Rewrite every item line from the one containing "for guitar headstock" down to the one containing "(207, 34), (215, 42)", both included, keeping the requests. Shift each coordinate in the answers by adding 148, and leave the requests and their format samples unchanged.

+++ SUPPLIED MATERIAL

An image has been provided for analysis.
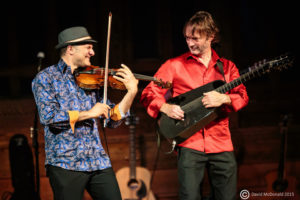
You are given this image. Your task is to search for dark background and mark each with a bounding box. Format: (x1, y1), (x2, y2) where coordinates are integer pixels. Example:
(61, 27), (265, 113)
(0, 0), (300, 199)
(0, 0), (299, 123)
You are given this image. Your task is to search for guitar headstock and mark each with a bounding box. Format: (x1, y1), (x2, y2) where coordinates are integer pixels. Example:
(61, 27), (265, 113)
(251, 53), (294, 74)
(125, 113), (140, 126)
(154, 78), (172, 89)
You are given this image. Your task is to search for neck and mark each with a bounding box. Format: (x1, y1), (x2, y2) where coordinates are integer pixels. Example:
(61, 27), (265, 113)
(197, 49), (212, 68)
(61, 56), (78, 73)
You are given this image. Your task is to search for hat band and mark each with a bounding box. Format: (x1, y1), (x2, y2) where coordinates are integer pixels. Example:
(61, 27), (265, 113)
(64, 36), (92, 43)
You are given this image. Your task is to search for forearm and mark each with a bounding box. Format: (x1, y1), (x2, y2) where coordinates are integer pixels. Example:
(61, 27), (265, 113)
(119, 88), (138, 113)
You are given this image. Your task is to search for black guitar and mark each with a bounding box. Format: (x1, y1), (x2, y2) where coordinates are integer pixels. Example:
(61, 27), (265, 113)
(158, 55), (293, 143)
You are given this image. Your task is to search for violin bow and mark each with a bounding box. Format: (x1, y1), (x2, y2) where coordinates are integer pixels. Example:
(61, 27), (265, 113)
(103, 12), (112, 127)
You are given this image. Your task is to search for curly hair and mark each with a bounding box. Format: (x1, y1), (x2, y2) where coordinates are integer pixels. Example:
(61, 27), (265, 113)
(183, 11), (220, 43)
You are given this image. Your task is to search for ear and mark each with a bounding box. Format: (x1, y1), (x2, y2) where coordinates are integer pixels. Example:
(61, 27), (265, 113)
(207, 34), (215, 42)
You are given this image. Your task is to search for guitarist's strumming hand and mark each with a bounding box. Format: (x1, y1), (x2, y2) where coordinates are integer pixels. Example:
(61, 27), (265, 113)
(160, 103), (184, 120)
(202, 91), (231, 108)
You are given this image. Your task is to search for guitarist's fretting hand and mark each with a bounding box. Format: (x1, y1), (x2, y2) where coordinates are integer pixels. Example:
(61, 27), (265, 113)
(202, 91), (231, 108)
(160, 103), (184, 120)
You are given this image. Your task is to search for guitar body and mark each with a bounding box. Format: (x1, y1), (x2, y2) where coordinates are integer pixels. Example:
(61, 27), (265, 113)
(158, 80), (224, 143)
(116, 167), (155, 200)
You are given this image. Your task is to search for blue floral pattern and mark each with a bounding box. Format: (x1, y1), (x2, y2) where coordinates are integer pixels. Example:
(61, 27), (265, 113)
(32, 60), (124, 171)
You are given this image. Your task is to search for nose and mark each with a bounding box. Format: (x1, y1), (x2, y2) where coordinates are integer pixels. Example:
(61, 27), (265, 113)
(89, 49), (95, 56)
(185, 37), (194, 46)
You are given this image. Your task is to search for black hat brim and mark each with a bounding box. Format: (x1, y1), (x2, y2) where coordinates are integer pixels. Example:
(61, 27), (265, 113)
(55, 39), (98, 49)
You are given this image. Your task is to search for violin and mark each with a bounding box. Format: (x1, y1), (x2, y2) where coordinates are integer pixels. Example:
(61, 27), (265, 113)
(74, 65), (172, 90)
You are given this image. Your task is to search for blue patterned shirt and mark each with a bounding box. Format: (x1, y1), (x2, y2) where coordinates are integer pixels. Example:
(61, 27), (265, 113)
(32, 60), (128, 171)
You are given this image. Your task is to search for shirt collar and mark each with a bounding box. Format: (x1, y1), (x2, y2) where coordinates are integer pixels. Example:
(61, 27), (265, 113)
(57, 59), (71, 74)
(186, 49), (220, 65)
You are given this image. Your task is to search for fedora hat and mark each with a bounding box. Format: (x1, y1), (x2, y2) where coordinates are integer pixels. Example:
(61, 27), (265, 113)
(55, 26), (97, 49)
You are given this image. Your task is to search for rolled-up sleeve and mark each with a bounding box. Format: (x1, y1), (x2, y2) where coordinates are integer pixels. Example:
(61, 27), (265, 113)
(32, 73), (70, 129)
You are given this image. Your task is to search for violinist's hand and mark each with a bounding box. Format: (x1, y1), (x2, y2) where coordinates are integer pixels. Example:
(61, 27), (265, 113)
(202, 91), (231, 108)
(78, 103), (110, 121)
(160, 103), (184, 120)
(113, 64), (139, 93)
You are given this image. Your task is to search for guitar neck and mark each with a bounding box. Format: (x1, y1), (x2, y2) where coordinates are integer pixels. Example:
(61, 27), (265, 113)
(129, 125), (136, 179)
(215, 56), (290, 93)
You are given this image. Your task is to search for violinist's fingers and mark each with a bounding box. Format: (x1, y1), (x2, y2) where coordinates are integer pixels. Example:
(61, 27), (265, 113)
(113, 76), (124, 82)
(121, 63), (130, 70)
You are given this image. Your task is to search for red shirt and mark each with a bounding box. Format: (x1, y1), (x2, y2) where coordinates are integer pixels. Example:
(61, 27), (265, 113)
(141, 50), (248, 153)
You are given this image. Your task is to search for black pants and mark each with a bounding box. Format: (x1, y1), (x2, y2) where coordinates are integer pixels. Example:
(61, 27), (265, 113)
(47, 165), (121, 200)
(178, 147), (237, 200)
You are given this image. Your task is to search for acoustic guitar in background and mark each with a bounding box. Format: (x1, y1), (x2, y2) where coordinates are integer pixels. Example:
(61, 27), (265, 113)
(262, 115), (300, 200)
(116, 114), (155, 200)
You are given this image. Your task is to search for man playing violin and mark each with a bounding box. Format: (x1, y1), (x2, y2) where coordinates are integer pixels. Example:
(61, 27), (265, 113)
(32, 27), (138, 200)
(141, 11), (248, 200)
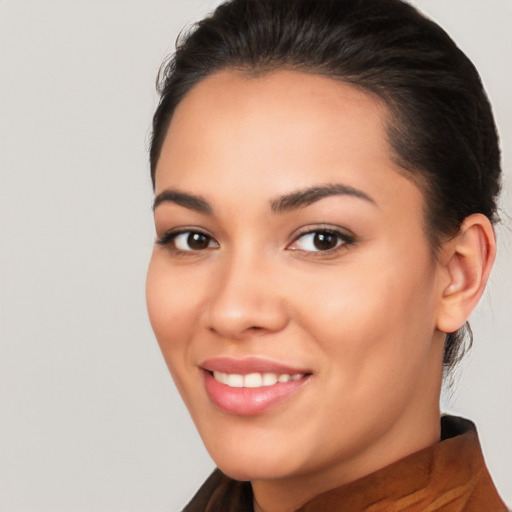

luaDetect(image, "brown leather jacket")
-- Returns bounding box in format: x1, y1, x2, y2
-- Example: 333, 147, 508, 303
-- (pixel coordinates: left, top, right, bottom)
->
183, 416, 507, 512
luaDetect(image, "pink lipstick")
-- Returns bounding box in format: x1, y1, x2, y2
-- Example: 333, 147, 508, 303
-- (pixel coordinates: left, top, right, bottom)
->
201, 357, 311, 416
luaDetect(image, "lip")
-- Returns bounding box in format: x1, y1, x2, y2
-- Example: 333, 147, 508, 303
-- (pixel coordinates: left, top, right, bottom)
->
199, 356, 311, 375
200, 357, 311, 416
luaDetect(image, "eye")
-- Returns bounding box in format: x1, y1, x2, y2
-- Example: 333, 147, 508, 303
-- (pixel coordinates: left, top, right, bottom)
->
288, 229, 354, 252
157, 230, 218, 252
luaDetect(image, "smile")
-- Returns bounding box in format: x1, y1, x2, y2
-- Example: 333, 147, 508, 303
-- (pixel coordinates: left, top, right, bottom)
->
213, 371, 304, 388
200, 357, 312, 416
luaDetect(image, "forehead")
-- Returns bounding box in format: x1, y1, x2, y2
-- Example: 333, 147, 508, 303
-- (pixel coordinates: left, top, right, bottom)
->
156, 71, 424, 219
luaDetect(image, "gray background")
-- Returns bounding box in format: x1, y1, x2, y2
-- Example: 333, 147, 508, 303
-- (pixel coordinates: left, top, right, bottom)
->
0, 0, 512, 512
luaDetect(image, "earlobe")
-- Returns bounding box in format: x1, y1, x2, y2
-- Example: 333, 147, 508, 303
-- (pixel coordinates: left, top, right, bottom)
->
437, 213, 496, 333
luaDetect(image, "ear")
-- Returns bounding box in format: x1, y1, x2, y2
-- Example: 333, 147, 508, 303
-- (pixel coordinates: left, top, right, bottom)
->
437, 213, 496, 333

++++++

IN RESPONSE -
You are given this image. Your task is to search for guitar headstock and mark each with a bounding box. Format: (x1, y1), (x2, y2) where coordinates are integer pixels. Example:
(61, 27), (265, 113)
(399, 201), (442, 222)
(273, 261), (288, 274)
(302, 226), (320, 237)
You are given this image. Your task is to search for neck and mark each with a bounding box. Format: (x1, y1), (x2, y2) where coordinates are integer pixels. Example:
(61, 27), (265, 113)
(345, 197), (360, 216)
(209, 204), (226, 221)
You are given this image. Your task is to search for hat band and mark each with a bounding box. Format: (x1, y1), (x2, y2) where coordinates are integer pixels. Example:
(61, 27), (265, 113)
(212, 184), (240, 191)
You are given this image. Your task is to search for forearm and mark each with a bounding box. Format: (x1, y1), (x2, y2) where coordinates are integer pixels. Example:
(61, 27), (265, 113)
(267, 236), (286, 261)
You are given this image. Your task is to search for black guitar and mark each with a bounding box. Format: (x1, y1), (x2, y2) where coordinates are integer pixels. Example:
(61, 27), (265, 113)
(306, 203), (441, 291)
You are given this image. Your task is to search for violin bow and mark each with a bounding box. Format: (x1, y1), (x2, y2) where coordinates are integer pixels. Example:
(61, 27), (265, 113)
(251, 160), (260, 275)
You are given this image. Your task is to search for curly hair and mark each with a bounding box. Format: (x1, y1), (x2, y2) where coordinates are integer pixels. Example:
(61, 27), (265, 113)
(331, 159), (368, 191)
You are given this image. Your task is to search for ear and mark each with a bounding box. Format: (x1, y1), (x2, y2) where coordinates are integer pixels. Example:
(61, 27), (265, 113)
(355, 182), (363, 190)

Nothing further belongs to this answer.